PROBLEM STATEMENT
Each of the entries below needs to be given again exactly.

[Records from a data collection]
● ● ● ● ●
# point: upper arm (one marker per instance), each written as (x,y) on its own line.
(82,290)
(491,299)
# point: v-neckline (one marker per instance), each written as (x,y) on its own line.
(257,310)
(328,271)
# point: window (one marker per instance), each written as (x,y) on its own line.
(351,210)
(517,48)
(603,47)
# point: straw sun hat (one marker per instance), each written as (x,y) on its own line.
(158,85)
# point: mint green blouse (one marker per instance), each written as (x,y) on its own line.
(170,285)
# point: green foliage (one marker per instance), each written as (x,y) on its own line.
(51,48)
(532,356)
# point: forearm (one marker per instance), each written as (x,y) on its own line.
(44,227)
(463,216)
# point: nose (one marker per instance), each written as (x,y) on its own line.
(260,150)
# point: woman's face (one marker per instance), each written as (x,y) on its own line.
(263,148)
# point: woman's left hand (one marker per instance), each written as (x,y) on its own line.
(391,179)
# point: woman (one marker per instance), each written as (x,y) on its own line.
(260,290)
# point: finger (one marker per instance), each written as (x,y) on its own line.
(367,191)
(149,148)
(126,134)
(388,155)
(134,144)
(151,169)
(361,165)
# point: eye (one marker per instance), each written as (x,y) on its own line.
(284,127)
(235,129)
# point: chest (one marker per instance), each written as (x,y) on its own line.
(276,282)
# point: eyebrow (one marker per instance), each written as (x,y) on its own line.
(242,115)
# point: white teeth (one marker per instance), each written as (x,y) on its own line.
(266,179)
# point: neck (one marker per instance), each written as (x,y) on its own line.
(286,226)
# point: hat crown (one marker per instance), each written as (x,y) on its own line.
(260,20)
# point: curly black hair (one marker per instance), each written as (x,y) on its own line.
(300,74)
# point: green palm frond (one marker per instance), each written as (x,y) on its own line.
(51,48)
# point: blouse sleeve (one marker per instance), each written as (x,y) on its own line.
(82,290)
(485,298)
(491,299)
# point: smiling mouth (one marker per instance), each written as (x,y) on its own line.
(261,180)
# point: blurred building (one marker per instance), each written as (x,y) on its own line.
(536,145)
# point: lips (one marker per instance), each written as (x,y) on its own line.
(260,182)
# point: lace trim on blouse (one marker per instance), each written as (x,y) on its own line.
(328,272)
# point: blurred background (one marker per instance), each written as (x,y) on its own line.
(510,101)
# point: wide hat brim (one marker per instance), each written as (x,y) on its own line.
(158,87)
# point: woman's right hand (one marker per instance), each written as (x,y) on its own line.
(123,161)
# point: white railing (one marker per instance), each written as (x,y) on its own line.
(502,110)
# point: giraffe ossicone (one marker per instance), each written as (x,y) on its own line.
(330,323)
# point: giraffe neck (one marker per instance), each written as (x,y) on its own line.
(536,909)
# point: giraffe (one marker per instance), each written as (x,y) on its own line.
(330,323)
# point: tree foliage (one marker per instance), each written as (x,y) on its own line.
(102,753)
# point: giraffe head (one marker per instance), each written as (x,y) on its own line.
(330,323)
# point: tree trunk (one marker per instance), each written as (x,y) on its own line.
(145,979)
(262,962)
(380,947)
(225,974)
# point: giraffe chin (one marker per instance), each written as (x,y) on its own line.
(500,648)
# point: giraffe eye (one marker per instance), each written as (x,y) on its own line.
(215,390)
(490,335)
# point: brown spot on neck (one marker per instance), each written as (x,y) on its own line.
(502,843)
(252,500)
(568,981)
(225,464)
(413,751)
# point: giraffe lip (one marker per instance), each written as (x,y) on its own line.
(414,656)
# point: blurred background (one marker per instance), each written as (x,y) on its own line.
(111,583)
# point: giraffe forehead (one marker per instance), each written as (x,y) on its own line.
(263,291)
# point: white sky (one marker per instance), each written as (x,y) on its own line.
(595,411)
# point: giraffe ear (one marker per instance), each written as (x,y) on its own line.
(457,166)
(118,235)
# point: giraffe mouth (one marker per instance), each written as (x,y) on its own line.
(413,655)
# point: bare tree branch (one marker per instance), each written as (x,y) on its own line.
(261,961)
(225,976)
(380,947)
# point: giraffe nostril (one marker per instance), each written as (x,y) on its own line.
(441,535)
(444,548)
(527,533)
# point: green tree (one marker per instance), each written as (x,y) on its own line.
● ● ● ● ●
EXPECTED ANSWER
# point: upper arm (one marker per instance), each written as (x,y) on its own line.
(82,290)
(491,299)
# point: v-neckline (one marker per instance), each written as (x,y) on its own line.
(257,310)
(328,271)
# point: window (one marker per instance), each written as (x,y) on its own line.
(351,210)
(517,48)
(603,47)
# point: straw sun hat (one marker per instance), each written as (x,y) on its own line.
(158,85)
# point: mint green blouse (one marker per instance), each written as (x,y) on its own line.
(170,285)
# point: green foliage (one marker per instance), each written as (x,y) on its own line.
(51,48)
(532,356)
# point: forearm (one marker per instance), each written as (x,y) on its own line.
(44,227)
(463,216)
# point: nose (one marker per instance), each written as (x,y) on its own line.
(260,150)
# point: woman's face (one marker per instance), each written as (x,y) on its own line.
(263,148)
# point: woman's left hand (one marker per instance), each written as (x,y) on its own line.
(391,179)
# point: woman (one marker per instance), each written as (x,y) on its own line.
(260,290)
# point: finger (one marker per instance), each written as (x,y) on its own line.
(367,191)
(149,148)
(126,134)
(388,155)
(134,144)
(151,169)
(361,165)
# point: eye (one marker per instance), each written as (x,y) on its own line.
(284,127)
(235,129)
# point: chest (one marker per instance), each written as (x,y) on its own line.
(276,282)
# point: eyebrow (one marker per instance), each written as (x,y) on its own line.
(242,115)
# point: white teeth (one marker per instance), each written as (x,y) on its own line.
(266,179)
# point: neck (one marker per instance), each written as (x,y) on its own line.
(286,226)
# point: hat crown (one marker per instance), each written as (x,y) on its own line.
(260,20)
# point: curly black hair (one marker per instance), each written as (x,y) on its own line.
(300,74)
# point: green palm frond (one marker per instance), each written as (x,y) on its own line.
(51,48)
# point: blouse sleeve (one marker per instance), each written as (x,y) on its own line.
(82,290)
(485,298)
(491,299)
# point: smiling mouth (one marker per instance), each written as (x,y) on its own line.
(261,180)
# point: blurred building (one marker per instance), each written as (x,y) on its own line.
(536,145)
# point: lips (one marker per instance), each written as (x,y) on its own line.
(260,182)
# point: lace trim on blouse (one marker per instance), each written as (x,y) on its own line.
(328,272)
# point: blurred background (one marker per instance), each written as (x,y) on its own line.
(510,101)
# point: wide hat brim (one marker per instance), each written as (x,y) on its own line.
(158,87)
# point: woman's right hand (one marker per instance), each written as (x,y) on its own line.
(123,161)
# point: white railing (one marker per instance), each written as (x,y) on its own line.
(502,110)
# point: giraffe ossicone (one marker per instance), each written as (x,y) on its own line.
(330,323)
# point: giraffe neck (one marker per instance), each written as (x,y) on its own line.
(536,909)
# point: giraffe (one marker per instance), each written as (x,y) on its own line.
(330,323)
# point: tree foliage (one marker per instance), each written as (x,y) on its own line.
(102,753)
# point: giraffe head (one marker per instance), each written as (x,y) on its own line.
(330,323)
# point: tree trunk (one marker per instance), each written as (x,y) on its own line.
(145,979)
(262,962)
(380,947)
(225,974)
# point: giraffe chin (one marker per instance), each written as (x,y) on its own line.
(500,648)
# point: giraffe eye (one marker per instance), each written as (x,y) on its own line.
(215,390)
(490,335)
# point: brown spot on neck (one marker per instance), each written as (x,y) on its own line.
(502,843)
(252,500)
(568,981)
(225,464)
(413,751)
# point: giraffe lip (one marker per instance), each written as (x,y) on its own line.
(414,656)
# point: blurred background (one marker per instance), each written as (x,y) on its own line.
(111,583)
# point: giraffe forehead (one marker per instance), each written as (x,y) on its own line.
(263,291)
# point: white sky (one marker per instance), each written as (x,y) on its own line.
(595,411)
# point: giraffe ear (one marker per instance), each written as (x,y) on its own line.
(457,166)
(118,235)
# point: giraffe mouth (one marker per instance), each written as (x,y) on its own line.
(413,655)
# point: bare tree branch (one marker per instance), each written as (x,y) on its own line.
(261,961)
(225,976)
(380,947)
# point: giraffe nostril (one marker per instance), each written as (x,y) on its own line.
(441,535)
(444,548)
(527,533)
# point: green tree (one marker per instance), each written as (x,y) on its own line.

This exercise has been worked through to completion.